— DATA TO EXAMINE —
━━━━━━━━━━━━━━━━

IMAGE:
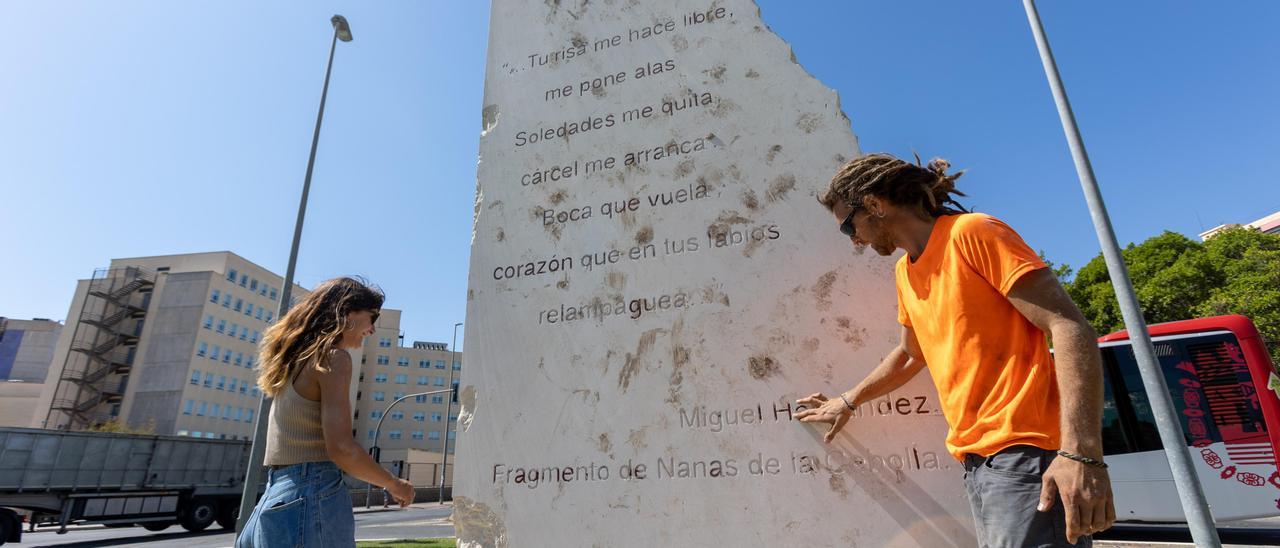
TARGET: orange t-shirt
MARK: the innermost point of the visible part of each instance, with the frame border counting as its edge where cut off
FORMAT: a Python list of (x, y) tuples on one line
[(992, 366)]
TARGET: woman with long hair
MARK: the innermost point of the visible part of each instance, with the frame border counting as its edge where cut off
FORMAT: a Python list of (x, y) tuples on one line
[(306, 369)]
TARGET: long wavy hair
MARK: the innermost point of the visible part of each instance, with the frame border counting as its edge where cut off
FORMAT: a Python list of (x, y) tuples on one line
[(311, 329)]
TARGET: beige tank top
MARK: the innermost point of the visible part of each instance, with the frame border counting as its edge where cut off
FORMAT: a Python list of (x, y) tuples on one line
[(295, 433)]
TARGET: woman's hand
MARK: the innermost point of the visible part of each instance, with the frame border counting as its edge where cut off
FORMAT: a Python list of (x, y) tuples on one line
[(402, 492), (822, 409)]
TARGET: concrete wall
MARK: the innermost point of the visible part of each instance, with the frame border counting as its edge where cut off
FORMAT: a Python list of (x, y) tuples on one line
[(164, 359), (18, 402)]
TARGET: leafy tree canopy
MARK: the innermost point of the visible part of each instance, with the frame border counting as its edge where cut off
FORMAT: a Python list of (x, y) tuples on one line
[(1176, 278)]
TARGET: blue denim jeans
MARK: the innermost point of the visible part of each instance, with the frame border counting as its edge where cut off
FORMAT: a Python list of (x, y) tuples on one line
[(305, 506), (1004, 491)]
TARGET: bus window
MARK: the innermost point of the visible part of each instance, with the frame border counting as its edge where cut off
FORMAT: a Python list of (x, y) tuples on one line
[(1114, 438), (1210, 386)]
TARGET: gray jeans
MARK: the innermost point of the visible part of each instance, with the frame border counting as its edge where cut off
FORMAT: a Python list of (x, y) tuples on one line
[(1004, 491)]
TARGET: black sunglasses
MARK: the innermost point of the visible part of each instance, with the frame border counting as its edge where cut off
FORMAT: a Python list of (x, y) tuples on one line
[(848, 225)]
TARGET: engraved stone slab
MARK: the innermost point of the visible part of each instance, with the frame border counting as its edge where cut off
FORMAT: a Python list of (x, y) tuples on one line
[(653, 286)]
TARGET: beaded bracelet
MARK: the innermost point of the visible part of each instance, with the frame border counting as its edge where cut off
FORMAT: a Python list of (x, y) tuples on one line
[(1082, 459)]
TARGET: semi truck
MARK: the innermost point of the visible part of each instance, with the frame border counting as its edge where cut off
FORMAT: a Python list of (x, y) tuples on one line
[(68, 478)]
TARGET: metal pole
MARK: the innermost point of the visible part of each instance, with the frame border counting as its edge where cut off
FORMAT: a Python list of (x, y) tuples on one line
[(1198, 516), (448, 409), (257, 451), (378, 430)]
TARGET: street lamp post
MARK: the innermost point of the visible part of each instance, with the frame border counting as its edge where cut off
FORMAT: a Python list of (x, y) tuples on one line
[(374, 450), (1200, 519), (254, 475), (448, 409)]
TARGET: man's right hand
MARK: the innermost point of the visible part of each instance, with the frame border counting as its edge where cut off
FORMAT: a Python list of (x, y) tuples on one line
[(402, 491), (822, 409)]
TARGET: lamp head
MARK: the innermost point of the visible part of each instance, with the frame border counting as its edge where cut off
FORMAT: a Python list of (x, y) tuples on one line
[(342, 27)]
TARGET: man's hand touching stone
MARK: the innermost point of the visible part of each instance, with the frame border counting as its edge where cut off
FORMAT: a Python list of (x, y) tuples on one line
[(822, 409)]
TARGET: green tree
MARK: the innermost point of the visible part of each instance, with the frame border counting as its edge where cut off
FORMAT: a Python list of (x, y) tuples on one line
[(1176, 278), (118, 427)]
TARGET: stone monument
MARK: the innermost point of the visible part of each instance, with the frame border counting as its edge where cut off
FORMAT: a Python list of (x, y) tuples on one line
[(653, 286)]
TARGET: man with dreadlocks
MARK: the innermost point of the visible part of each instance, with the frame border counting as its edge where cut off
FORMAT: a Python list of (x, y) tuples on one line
[(976, 305)]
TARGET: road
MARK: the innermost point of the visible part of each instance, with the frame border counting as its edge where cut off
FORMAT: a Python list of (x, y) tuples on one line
[(424, 520)]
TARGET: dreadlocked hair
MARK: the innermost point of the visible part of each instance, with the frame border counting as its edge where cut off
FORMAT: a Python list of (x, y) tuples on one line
[(311, 329), (897, 181)]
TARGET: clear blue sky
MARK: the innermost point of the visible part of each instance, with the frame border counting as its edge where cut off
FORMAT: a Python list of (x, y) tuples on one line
[(133, 128)]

━━━━━━━━━━━━━━━━

— WHAT IS EXPECTED —
Every line above that includes the word "blue" should be listed.

— OUTPUT OF THE TASK —
TARGET: blue denim jeans
TARGET: clear blue sky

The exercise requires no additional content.